■ **PASSAGE TO READ**
—————

Do I have to acclimate my dog to car travel?

You should start acclimating your dog as early as possible, as acclimating a nervous dog to a car can take weeks and even months. Start with short, fun trip destinations to help your dog get used to riding in a car. Take short trips to the park or to get a puppuccino. Gradually increase the amount of time your dog spends in the car until they are comfortable riding longer distances.

How often should I give my dog a break?

Even if your dog can hold their bladder for longer, they should get a break roughly every 2-3 hours so they can have a chance to use the bathroom and stretch their legs. 

My dog gets nauseous during car rides. Help?

Dogs can absolutely get car sick. It’s particularly common for puppies to get car sick as their inner ear is not fully developed and it helps with balance. In these cases, your dog will grow out of it by the time they are 1. 

To know if your dog is car sick, keep an eye out for these symptoms: 

  • Excessive drooling
  • Smacking or licking lips
  • Lethargy or inactivity
  • Vomiting
  • Diarrhea

In addition to gradually acclimating your dog to the car, you can work with your vet to get anti-nausea and anti-anxiety medication. According to VCA hospitals, anti-nausea medications can prevent a stressed pet from vomiting during a trip. Never medicate your dog with over the counter motion sickness medication, and make sure to talk to your vet if you are looking for medication.

—————

■ **RAW DATA**
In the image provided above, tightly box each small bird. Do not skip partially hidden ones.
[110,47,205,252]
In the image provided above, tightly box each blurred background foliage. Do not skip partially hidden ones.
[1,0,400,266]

—————

■ **TASK OBJECTIVE**
Retype the dog car travel text, beginning at the words "Do I have to" and stopping after "stretch their legs.". This material comes from a separate source unrelated to the dog car travel text.

■ **EXERCISE OUTPUT**
Do I have to acclimate my dog to car travel?

You should start acclimating your dog as early as possible, as acclimating a nervous dog to a car can take weeks and even months. Start with short, fun trip destinations to help your dog get used to riding in a car. Take short trips to the park or to get a puppuccino. Gradually increase the amount of time your dog spends in the car until they are comfortable riding longer distances.

How often should I give my dog a break?

Even if your dog can hold their bladder for longer, they should get a break roughly every 2-3 hours so they can have a chance to use the bathroom and stretch their legs.